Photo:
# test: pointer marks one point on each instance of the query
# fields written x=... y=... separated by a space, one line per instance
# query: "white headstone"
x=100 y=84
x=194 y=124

WORK INSTRUCTIONS: Restate word for word the lines from the one holding "# test: pointer" to the end of the listing, both ends included, and nothing more.

RESPONSE BOX:
# test: pointer marks one point on each instance of the query
# fields written x=... y=... separated by a space, one line per instance
# query: "white headstone"
x=100 y=84
x=194 y=124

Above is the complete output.